**AIM**
Reproduce the listing below, swapping each occurrence of "keypoint" for "marker" and leaving everything else unaltered.

**SUPPLIED DATA**
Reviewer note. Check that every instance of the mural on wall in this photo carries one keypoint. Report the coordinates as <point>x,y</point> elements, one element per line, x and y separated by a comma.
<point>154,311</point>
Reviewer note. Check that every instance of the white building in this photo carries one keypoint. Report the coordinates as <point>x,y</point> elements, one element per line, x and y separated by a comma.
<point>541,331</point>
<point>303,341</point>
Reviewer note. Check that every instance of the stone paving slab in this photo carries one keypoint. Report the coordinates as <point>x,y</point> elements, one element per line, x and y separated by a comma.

**OUTPUT OF THE EXERCISE**
Reviewer note. Check that every instance of the mural on wall in this photo carries one marker. Report the coordinates as <point>x,y</point> elements, one element per line, x and y separated by a comma.
<point>154,311</point>
Reviewer note. Check that every instance of the white building in this photo carries one marker. Report the coordinates as <point>x,y</point> elements, one element per line, x and y separated by a comma.
<point>541,331</point>
<point>303,341</point>
Reviewer note. Check that every instance of the stone paving slab in this photo carries one marker. Report the coordinates as <point>x,y</point> elements, one element per line, x and y separated by a comma.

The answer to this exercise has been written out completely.